ATTIVITÀ:
1. Per favore, riscrivi il passo del testo estratto che parte da "CAGLIARI – Un" e arriva fino a "il nostro Paese.", cambiando "T-shirt" in "Maglietta".
2. Rispondi a queste domande sul testo estratto:
(a) Per quale film l'attore è stato candidato all'Oscar?
(b) In quale città e in che data è nato l'attore?
(c) Quale ruolo ricopre l'attore al Filming Italy Sardegna Festival?

TESTO ESTRATTO:
------------------------

CAGLIARI – Un attore che ha nel suo Dna film come Giovani guerrieri, I ragazzi della 56/a strada, Rusty il Selvaggio, Drugstore Cowboy e Crash-contatto fisico, per il quale è stato candidato all’Oscar, si presenta inevitabilmente come un bad boy, anche se, incontrandolo al Forte Village (Cagliari), non sembra affatto. T-shirt blu, muscoli in evidenza, l’attore nato negli Usa (a New Rochelle il 18 febbraio 1964), ma di origine irlandese, al Filming Italy Sardegna Festival dove è presidente onorario, si mostra disponibile a parlare dei suoi progetti e soprattutto del suo amore per il nostro Paese.

------------------------

MATERIALE RACCOLTO:
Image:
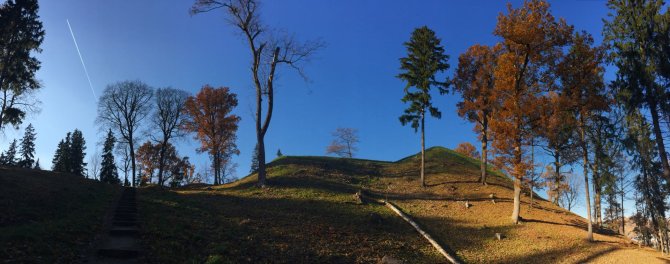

------------------------

RISPOSTE:
1.
CAGLIARI – Un attore che ha nel suo Dna film come Giovani guerrieri, I ragazzi della 56/a strada, Rusty il Selvaggio, Drugstore Cowboy e Crash-contatto fisico, per il quale è stato candidato all’Oscar, si presenta inevitabilmente come un bad boy, anche se, incontrandolo al Forte Village (Cagliari), non sembra affatto. Maglietta blu, muscoli in evidenza, l’attore nato negli Usa (a New Rochelle il 18 febbraio 1964), ma di origine irlandese, al Filming Italy Sardegna Festival dove è presidente onorario, si mostra disponibile a parlare dei suoi progetti e soprattutto del suo amore per il nostro Paese.

2.
(a) Crash-contatto fisico.
(b) A New Rochelle, il 18 febbraio 1964.
(c) È presidente onorario.